- **DATASET EXCERPTS**
=-=-=

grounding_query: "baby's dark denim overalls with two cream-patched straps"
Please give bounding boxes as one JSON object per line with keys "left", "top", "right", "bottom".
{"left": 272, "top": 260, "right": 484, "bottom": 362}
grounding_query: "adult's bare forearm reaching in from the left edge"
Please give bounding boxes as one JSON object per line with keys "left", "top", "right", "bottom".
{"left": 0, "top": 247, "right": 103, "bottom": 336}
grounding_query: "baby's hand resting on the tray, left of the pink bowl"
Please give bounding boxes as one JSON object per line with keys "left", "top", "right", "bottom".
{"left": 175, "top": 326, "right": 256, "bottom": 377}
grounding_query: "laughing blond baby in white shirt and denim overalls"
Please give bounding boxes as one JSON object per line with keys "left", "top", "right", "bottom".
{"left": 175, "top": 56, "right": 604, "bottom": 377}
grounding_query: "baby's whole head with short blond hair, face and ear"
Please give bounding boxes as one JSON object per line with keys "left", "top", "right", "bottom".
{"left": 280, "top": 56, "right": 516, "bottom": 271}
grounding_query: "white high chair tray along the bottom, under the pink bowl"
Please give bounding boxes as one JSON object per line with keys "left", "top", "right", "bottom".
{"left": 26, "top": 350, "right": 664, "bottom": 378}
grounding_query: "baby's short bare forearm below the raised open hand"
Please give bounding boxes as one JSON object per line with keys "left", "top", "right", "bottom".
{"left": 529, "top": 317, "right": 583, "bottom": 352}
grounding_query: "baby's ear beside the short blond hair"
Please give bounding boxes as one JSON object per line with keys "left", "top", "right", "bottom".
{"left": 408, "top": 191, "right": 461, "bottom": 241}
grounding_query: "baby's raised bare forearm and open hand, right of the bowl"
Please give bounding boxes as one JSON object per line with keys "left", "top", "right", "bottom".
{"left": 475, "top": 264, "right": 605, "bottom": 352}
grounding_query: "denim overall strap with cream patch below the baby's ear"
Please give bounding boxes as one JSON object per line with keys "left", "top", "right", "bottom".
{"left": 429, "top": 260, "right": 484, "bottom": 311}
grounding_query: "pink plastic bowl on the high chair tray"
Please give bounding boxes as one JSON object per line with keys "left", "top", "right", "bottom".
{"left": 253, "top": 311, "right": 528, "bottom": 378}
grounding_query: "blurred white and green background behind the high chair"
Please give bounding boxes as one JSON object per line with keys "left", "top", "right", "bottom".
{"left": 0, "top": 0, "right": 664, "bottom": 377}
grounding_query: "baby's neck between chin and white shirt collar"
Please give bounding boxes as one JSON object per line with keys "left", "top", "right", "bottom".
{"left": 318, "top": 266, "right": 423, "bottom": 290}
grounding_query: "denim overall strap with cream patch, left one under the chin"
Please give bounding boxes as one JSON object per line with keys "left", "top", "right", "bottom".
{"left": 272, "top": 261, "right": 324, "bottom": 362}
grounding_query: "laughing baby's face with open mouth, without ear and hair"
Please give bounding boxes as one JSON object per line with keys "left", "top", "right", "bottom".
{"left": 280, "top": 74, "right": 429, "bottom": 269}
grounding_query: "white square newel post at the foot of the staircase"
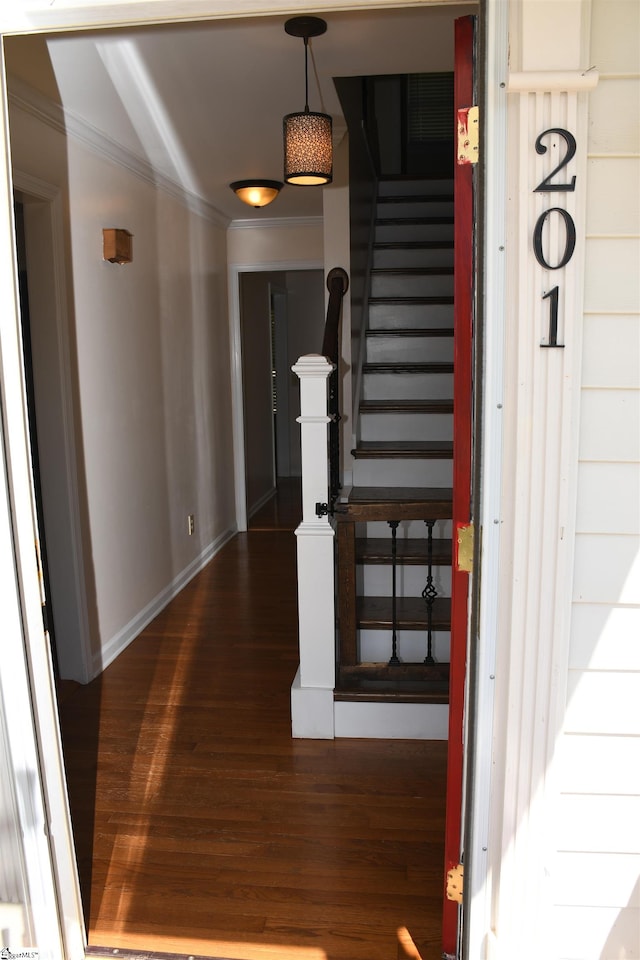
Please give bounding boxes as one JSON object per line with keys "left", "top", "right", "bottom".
{"left": 291, "top": 354, "right": 335, "bottom": 740}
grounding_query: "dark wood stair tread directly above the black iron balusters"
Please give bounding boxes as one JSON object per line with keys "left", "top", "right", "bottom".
{"left": 342, "top": 487, "right": 453, "bottom": 521}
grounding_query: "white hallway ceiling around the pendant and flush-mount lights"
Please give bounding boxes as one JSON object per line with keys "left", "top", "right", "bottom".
{"left": 6, "top": 4, "right": 475, "bottom": 219}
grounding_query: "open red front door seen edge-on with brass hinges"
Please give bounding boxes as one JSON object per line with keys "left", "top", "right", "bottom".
{"left": 442, "top": 17, "right": 478, "bottom": 957}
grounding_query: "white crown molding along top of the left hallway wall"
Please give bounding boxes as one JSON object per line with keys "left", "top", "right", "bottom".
{"left": 8, "top": 77, "right": 229, "bottom": 228}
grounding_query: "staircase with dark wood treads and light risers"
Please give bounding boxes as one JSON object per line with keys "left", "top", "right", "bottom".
{"left": 334, "top": 179, "right": 453, "bottom": 736}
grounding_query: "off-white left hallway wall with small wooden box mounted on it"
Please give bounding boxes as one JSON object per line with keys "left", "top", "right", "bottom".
{"left": 11, "top": 80, "right": 235, "bottom": 679}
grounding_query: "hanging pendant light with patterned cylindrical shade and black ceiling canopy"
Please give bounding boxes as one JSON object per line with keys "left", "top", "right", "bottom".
{"left": 282, "top": 17, "right": 333, "bottom": 186}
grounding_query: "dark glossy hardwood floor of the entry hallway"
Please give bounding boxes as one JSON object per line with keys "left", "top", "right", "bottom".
{"left": 60, "top": 484, "right": 446, "bottom": 960}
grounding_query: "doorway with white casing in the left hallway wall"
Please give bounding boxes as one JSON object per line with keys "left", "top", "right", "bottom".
{"left": 14, "top": 171, "right": 91, "bottom": 683}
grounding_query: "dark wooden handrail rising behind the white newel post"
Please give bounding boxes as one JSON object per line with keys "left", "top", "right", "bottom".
{"left": 322, "top": 267, "right": 349, "bottom": 512}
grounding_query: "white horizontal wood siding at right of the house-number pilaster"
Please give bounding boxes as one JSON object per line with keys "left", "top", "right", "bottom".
{"left": 553, "top": 0, "right": 640, "bottom": 960}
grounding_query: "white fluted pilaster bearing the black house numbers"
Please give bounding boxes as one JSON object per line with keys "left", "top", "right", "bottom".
{"left": 488, "top": 0, "right": 597, "bottom": 960}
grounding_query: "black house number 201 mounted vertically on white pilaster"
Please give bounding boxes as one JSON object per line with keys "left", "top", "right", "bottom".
{"left": 533, "top": 127, "right": 576, "bottom": 347}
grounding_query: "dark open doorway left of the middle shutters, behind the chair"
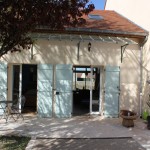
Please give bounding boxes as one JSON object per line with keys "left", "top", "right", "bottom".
{"left": 22, "top": 64, "right": 37, "bottom": 113}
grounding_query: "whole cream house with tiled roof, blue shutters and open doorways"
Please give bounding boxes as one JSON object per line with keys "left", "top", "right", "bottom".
{"left": 0, "top": 10, "right": 148, "bottom": 117}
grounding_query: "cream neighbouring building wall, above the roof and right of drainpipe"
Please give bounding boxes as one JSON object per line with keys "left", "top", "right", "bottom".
{"left": 105, "top": 0, "right": 150, "bottom": 115}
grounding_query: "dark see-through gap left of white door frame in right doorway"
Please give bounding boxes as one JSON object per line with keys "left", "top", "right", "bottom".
{"left": 73, "top": 66, "right": 91, "bottom": 115}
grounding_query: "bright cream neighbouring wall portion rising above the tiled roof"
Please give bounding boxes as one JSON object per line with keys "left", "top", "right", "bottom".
{"left": 105, "top": 0, "right": 150, "bottom": 31}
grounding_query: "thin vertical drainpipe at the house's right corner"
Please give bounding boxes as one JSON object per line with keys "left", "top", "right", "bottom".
{"left": 139, "top": 36, "right": 148, "bottom": 117}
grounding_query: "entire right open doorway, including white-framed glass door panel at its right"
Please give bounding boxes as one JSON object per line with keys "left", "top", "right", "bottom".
{"left": 73, "top": 66, "right": 100, "bottom": 115}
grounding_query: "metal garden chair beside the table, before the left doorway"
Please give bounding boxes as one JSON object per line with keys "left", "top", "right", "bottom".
{"left": 10, "top": 95, "right": 26, "bottom": 121}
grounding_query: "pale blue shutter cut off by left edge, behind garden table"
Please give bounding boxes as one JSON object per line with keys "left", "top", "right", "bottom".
{"left": 0, "top": 63, "right": 7, "bottom": 115}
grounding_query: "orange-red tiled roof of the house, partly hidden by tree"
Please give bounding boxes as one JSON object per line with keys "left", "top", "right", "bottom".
{"left": 35, "top": 10, "right": 148, "bottom": 38}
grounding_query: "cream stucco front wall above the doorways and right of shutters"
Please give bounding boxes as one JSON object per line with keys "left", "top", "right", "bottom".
{"left": 0, "top": 40, "right": 140, "bottom": 111}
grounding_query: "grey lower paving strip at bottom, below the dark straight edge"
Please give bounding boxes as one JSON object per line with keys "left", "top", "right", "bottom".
{"left": 32, "top": 137, "right": 146, "bottom": 150}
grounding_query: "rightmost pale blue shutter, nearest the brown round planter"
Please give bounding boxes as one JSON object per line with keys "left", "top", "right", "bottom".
{"left": 104, "top": 66, "right": 120, "bottom": 117}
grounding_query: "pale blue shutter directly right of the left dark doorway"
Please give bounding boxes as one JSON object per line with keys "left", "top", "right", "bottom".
{"left": 37, "top": 64, "right": 53, "bottom": 117}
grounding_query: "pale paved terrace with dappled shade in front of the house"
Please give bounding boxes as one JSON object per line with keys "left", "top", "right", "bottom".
{"left": 0, "top": 115, "right": 150, "bottom": 150}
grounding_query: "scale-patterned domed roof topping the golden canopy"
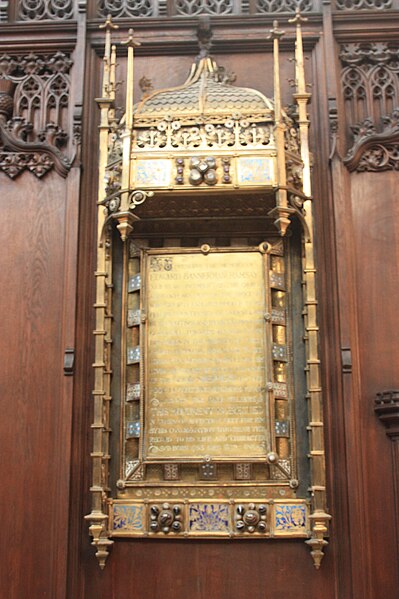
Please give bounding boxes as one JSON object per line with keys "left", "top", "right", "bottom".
{"left": 135, "top": 57, "right": 273, "bottom": 122}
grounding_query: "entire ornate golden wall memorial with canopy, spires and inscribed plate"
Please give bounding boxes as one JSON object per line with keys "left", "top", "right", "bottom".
{"left": 87, "top": 12, "right": 330, "bottom": 567}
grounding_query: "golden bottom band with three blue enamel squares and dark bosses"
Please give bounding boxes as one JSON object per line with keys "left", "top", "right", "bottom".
{"left": 109, "top": 500, "right": 311, "bottom": 538}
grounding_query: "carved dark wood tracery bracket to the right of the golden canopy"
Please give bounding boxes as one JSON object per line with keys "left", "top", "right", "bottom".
{"left": 340, "top": 42, "right": 399, "bottom": 171}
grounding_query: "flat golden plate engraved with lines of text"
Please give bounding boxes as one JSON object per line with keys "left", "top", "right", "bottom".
{"left": 144, "top": 251, "right": 270, "bottom": 461}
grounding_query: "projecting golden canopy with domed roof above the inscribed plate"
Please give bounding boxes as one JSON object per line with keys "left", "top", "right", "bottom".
{"left": 102, "top": 14, "right": 309, "bottom": 239}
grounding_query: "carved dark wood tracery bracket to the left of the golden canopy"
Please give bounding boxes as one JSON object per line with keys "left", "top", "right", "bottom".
{"left": 0, "top": 52, "right": 72, "bottom": 179}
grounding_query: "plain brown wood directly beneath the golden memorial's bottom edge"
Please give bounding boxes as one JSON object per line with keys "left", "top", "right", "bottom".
{"left": 79, "top": 540, "right": 336, "bottom": 599}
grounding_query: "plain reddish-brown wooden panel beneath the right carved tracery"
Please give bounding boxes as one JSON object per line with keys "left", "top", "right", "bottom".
{"left": 347, "top": 172, "right": 399, "bottom": 598}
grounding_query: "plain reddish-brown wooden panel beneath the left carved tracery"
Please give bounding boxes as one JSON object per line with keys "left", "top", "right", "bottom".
{"left": 0, "top": 173, "right": 74, "bottom": 599}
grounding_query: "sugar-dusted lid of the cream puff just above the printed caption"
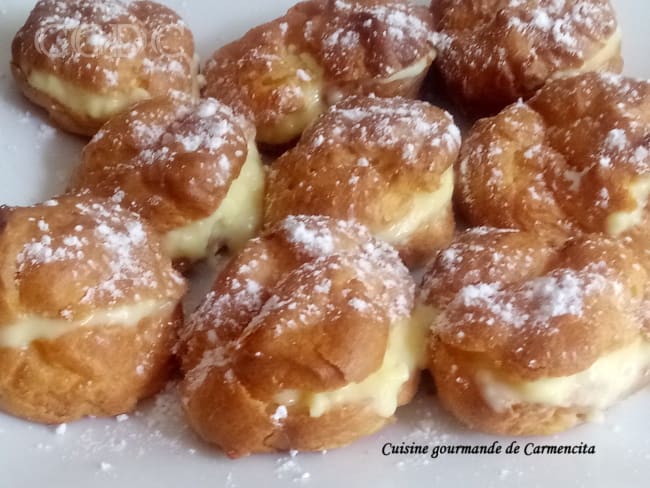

=-=-=

- **TASK STATEMENT**
Every line containing the word "memorial" must be copied from the material above.

- **RESPONSE**
grounding_query: "entire ornate golden wall memorial with canopy, spires and inscribed plate"
grounding_query: "plain brown wood directly beneath the golden memorial's bottom edge"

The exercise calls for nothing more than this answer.